EXERCISE GOAL: Find "Objective — one point per instance of the cumulus" in the records that follow; print that line and each subsequent line through the last one, verbatim and with nothing added.

========

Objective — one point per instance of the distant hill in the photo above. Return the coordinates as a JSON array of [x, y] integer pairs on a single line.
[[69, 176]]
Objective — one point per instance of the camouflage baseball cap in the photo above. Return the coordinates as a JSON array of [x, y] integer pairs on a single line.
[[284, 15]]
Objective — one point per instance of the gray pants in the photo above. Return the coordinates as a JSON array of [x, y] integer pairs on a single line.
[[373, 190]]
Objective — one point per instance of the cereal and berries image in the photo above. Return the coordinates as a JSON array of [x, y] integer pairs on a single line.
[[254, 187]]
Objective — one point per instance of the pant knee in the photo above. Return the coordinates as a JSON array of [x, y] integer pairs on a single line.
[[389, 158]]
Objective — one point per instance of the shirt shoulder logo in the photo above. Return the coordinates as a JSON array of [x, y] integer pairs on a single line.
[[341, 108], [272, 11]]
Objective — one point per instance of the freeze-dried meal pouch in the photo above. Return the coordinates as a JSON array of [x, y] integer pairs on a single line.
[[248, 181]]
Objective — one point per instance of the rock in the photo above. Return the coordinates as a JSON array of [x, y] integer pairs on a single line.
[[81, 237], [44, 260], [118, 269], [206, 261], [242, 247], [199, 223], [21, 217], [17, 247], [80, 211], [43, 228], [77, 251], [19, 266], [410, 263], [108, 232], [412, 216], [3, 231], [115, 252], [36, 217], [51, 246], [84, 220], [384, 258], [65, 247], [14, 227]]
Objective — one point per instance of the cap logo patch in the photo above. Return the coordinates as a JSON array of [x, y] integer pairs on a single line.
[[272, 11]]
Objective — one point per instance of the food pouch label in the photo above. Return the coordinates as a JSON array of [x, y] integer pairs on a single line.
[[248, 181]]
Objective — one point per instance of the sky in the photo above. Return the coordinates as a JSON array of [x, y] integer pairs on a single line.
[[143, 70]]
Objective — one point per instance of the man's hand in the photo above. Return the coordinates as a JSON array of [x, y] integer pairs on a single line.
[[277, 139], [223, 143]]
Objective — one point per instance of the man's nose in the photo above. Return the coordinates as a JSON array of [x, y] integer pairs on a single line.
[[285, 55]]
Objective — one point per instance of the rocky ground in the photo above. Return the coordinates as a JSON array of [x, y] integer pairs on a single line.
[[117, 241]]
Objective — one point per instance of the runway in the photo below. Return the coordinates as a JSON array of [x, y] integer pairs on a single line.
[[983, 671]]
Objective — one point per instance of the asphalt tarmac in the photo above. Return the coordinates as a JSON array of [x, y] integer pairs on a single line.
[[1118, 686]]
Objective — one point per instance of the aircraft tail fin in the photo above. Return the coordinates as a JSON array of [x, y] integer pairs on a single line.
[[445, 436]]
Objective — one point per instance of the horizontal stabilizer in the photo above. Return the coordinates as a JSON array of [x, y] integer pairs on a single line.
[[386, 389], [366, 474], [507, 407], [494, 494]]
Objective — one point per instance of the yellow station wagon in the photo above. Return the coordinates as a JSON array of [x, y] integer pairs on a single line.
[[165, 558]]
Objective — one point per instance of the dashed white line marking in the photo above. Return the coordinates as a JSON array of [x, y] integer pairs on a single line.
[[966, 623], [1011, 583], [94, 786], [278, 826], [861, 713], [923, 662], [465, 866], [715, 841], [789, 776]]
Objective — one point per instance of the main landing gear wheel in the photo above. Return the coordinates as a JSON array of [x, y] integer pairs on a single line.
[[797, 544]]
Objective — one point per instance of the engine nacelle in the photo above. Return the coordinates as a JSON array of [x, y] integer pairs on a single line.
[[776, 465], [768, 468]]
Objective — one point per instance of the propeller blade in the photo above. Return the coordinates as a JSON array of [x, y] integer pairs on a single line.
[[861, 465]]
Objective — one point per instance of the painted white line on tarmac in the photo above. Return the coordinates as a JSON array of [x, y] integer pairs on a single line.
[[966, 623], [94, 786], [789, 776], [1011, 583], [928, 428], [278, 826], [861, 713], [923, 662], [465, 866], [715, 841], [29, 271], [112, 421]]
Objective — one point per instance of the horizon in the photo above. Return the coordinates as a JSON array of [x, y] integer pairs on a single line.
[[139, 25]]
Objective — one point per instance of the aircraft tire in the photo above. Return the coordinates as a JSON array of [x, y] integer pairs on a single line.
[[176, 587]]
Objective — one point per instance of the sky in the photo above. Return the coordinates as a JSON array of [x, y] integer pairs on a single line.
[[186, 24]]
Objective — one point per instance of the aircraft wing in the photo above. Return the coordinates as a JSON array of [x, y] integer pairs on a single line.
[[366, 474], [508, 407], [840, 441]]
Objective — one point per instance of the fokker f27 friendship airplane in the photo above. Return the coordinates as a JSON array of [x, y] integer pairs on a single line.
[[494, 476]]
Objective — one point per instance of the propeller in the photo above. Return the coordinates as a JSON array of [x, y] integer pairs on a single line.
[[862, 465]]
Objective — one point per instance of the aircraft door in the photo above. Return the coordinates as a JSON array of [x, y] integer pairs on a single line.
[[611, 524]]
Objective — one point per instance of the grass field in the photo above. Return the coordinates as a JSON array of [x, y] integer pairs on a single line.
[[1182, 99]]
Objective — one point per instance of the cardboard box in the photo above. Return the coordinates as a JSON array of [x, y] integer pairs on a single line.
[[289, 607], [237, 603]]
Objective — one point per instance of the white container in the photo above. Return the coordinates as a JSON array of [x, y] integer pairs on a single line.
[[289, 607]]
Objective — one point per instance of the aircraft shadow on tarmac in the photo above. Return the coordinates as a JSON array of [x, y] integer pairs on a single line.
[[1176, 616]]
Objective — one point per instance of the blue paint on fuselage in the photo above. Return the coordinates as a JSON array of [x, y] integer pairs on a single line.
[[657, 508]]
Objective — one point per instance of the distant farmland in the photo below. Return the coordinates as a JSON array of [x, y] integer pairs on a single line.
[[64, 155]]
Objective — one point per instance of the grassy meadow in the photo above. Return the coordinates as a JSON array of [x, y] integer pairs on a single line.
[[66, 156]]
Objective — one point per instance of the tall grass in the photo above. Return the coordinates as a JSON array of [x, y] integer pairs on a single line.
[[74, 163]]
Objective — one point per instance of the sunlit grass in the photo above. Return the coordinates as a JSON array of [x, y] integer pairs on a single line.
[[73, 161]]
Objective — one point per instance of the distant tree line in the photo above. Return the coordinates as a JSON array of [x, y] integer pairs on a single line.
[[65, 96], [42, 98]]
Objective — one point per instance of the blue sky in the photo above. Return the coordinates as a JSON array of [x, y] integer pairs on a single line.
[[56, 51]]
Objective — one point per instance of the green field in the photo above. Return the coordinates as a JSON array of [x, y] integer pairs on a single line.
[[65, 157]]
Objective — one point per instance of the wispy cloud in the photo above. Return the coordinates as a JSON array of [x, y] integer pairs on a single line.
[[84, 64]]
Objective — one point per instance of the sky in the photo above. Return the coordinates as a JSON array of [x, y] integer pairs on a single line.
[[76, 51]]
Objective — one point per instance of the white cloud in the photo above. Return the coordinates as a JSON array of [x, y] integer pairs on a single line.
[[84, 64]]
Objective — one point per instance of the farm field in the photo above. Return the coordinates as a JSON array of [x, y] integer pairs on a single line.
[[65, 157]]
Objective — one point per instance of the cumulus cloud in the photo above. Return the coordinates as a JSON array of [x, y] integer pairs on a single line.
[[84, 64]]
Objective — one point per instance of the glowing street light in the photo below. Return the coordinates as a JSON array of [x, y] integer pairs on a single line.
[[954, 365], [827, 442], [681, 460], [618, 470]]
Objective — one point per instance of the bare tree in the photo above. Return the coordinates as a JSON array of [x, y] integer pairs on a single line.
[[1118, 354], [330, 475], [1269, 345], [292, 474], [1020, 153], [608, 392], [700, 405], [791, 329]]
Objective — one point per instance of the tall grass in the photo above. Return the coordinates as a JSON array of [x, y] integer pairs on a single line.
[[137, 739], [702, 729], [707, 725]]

========

ANSWER TO THIS EXERCISE:
Objective — one point per instance of the cumulus cloud in the photo above. Return the coordinates as a JSON array of [x, y] integer pairs on a single line.
[[84, 64]]
Objective — one point per instance of the glowing street light in the photo below. Return the coordinates as a JSON array of [x, y] integer pairs on a single line.
[[954, 365], [827, 442], [681, 460], [618, 470]]
Objective — one point per instance of the bare tree in the photo above. Return the coordinates as a JSON array of [x, y] integer pairs on a single line.
[[1118, 354], [330, 475], [1269, 345], [292, 474], [1020, 153], [608, 392], [700, 405], [791, 329]]
Objective — one point per instance of the tall grass in the photo above. Return the coordinates as a JSON array of [x, y] integer pairs on a single line.
[[137, 739], [702, 729], [707, 725]]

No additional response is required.